(Page extract)
Sir Edward Johnson Wayne  (3 June 1902 – 19 August 1990) was an English physician, biochemist, thyroidologist, and professor of medicine.

Biography
Wayne attended Leeds Central High School from 1914 to 1920 and then matriculated at the University of Leeds, graduating there in 1923 BSc in chemistry and in 1924 MSc after working on organic chemistry. He then went to the University of Manchester to do research under Hugh Stanley Raper on the intermediary metabolism of the fatty acids. Wayne graduated there in 1925 with a PhD.

He took classes in anatomy and physiology during a postdoctoral year of research at Manchester and then returned in 1926 to Leeds to study medicine, graduating MB, ChB in 1929. From 1930 to 1931 he was a demonstrator in physiology at the University of Leeds.

From 1931 to 1934 Wayne worked as an assistant under the cardiologist Thomas Lewis in the department of clinical research at University College Hospital, London. He qualified MRCP in 1932. From 1934 to 1953 he was Professor of Pharmacology and Therapeutics at the University of Sheffield, "establishing a reputation as a clinical scientist and as a talented director of research." He also became an associate physician to Sheffield Royal Infirmary. He was elected FRCP in 1937 and graduated MD in 1938. In 1953, as successor to Sir John William McNee, Wayne was appointed Regius Professor of the Practice of Medicine at Glasgow University. He held the professorship until his retirement as professor emeritus in 1967.

He was the Bradshaw Lecturer in 1953 and the Lumleian Lecturer in 1959. He was elected FRCPE in 1955. He was knighted in 1964.

In 1932 in Scarborough, North Yorkshire he married Honora Nancy Halloran. Upon his death in 1990 he was survived by his widow, a son, and a daughter.

Wayne's diagnostic index
By using a statistical procedure partially based on discriminant analysis, James Crooks, I. P. C. Murray, and Edward J. Wayne developed a clinical diagnostic index (sometimes called the "Wayne score") in thyrotoxicosis. The procedure allocates a positive or negative score to each clinical feature and provides a numerical estimate of the degree of severity of the disease.

Older generations of endocrinologists were familiar with the use of Wayne's score and Billewicz's score for clinical diagnoses of hyperthyroidism and hypothyroidism, respectively. Contemporary medical textbooks have discarded those two diagnostic scores as old-fashioned. However, various scoring and grading systems in clinical thyroidology might still have value.
(End Page extract)
(Extracted data)
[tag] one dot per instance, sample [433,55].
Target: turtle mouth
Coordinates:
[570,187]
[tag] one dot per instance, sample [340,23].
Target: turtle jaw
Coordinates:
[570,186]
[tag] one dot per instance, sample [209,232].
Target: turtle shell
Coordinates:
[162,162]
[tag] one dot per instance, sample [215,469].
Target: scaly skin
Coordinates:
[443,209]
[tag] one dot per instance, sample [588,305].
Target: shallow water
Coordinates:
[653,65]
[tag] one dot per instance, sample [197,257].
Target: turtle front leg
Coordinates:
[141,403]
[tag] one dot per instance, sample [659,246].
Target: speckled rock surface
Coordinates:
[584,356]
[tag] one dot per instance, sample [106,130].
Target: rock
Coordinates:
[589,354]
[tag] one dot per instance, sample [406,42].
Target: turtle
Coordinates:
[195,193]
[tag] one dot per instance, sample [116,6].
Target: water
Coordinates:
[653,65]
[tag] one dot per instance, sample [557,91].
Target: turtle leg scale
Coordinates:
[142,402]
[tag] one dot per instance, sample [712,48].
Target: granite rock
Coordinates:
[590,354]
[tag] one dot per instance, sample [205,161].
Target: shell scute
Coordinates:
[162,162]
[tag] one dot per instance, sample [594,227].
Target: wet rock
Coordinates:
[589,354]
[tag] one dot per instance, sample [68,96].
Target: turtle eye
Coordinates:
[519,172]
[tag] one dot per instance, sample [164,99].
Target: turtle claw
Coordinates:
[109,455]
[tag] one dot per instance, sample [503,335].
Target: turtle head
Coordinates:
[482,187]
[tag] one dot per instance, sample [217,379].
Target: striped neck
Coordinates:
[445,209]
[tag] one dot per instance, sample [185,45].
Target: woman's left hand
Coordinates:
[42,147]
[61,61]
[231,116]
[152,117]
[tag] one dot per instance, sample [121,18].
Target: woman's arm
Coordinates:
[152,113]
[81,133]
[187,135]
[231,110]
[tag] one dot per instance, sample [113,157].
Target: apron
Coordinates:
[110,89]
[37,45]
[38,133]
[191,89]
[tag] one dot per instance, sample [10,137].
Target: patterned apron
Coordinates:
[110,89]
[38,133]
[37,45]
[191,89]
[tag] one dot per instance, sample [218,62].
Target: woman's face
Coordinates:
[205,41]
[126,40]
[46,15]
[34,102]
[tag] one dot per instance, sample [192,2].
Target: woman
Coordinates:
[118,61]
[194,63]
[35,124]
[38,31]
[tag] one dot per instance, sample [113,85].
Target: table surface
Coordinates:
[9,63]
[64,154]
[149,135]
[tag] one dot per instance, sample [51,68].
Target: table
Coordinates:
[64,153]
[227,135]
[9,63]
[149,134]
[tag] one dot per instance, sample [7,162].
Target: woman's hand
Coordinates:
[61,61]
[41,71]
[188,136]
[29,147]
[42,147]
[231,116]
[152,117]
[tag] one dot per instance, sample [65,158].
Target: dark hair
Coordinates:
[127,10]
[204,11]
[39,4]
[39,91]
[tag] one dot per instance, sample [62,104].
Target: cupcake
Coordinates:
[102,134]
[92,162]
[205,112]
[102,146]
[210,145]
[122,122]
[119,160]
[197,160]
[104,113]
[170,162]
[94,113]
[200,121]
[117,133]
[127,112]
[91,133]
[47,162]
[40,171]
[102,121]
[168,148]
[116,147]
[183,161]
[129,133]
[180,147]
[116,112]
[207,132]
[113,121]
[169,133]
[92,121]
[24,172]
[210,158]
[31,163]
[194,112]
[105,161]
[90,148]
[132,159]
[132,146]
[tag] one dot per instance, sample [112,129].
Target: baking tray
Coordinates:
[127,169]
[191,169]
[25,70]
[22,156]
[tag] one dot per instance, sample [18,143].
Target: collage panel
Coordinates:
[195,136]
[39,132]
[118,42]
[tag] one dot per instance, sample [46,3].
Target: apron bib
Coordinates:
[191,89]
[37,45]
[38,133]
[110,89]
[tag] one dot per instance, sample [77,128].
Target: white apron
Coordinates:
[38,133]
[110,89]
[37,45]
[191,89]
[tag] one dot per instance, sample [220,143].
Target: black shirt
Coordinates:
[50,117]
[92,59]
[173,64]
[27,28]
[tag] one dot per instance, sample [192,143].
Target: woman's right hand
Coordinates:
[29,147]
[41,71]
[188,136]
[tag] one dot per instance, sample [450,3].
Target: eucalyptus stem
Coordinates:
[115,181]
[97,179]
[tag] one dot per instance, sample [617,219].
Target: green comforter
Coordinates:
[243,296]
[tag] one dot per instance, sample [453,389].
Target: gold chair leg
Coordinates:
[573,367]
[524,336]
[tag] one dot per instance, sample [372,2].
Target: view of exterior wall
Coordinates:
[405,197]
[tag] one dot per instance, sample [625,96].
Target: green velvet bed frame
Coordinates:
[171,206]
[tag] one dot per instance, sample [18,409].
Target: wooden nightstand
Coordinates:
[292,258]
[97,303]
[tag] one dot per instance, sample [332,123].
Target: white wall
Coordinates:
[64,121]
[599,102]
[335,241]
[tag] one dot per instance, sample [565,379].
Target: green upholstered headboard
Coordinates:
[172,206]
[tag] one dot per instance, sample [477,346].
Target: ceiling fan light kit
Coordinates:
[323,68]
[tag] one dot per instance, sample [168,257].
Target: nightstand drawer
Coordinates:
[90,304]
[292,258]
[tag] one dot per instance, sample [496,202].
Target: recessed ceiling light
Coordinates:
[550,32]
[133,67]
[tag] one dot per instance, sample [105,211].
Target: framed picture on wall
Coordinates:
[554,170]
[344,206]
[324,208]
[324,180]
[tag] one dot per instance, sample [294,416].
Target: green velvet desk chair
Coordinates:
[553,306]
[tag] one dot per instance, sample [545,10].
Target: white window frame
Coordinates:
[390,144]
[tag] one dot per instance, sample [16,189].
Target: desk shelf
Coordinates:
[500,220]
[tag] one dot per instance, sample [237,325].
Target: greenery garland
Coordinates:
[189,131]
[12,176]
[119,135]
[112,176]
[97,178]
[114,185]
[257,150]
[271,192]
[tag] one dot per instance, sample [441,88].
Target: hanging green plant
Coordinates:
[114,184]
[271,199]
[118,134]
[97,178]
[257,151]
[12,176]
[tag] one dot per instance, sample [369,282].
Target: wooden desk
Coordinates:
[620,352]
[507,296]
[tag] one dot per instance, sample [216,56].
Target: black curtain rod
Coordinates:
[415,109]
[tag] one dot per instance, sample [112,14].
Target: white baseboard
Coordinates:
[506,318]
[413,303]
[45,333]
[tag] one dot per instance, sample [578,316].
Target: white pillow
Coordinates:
(End Extracted data)
What to work on
1. Write out the Wayne biography from "He took classes" up to and including "University of Leeds.".
2. Answer these questions from the Wayne biography:
(a) Under whom did Wayne do research at the University of Manchester?
(b) In what year was Wayne knighted?
(c) Whom did Wayne succeed as Regius Professor of the Practice of Medicine at Glasgow University?
3. Decide whether each statement agrees with the Wayne biography, and quote the words that settle it:
(a) Wayne graduated MB, ChB in 1929.
(b) Wayne developed the clinical diagnostic index for thyrotoxicosis by himself.
(c) Billewicz's score was used for clinical diagnoses of hyperthyroidism.

Outputs for the tasks
1.
He took classes in anatomy and physiology during a postdoctoral year of research at Manchester and then returned in 1926 to Leeds to study medicine, graduating MB, ChB in 1929. From 1930 to 1931 he was a demonstrator in physiology at the University of Leeds.

2.
(a) Hugh Stanley Raper
(b) 1964
(c) Sir John William McNee

3.
(a) Yes: "graduating MB, ChB in 1929"
(b) No: "James Crooks, I. P. C. Murray, and Edward J. Wayne developed a clinical diagnostic index"
(c) No: "Wayne's score and Billewicz's score for clinical diagnoses of hyperthyroidism and hypothyroidism, respectively"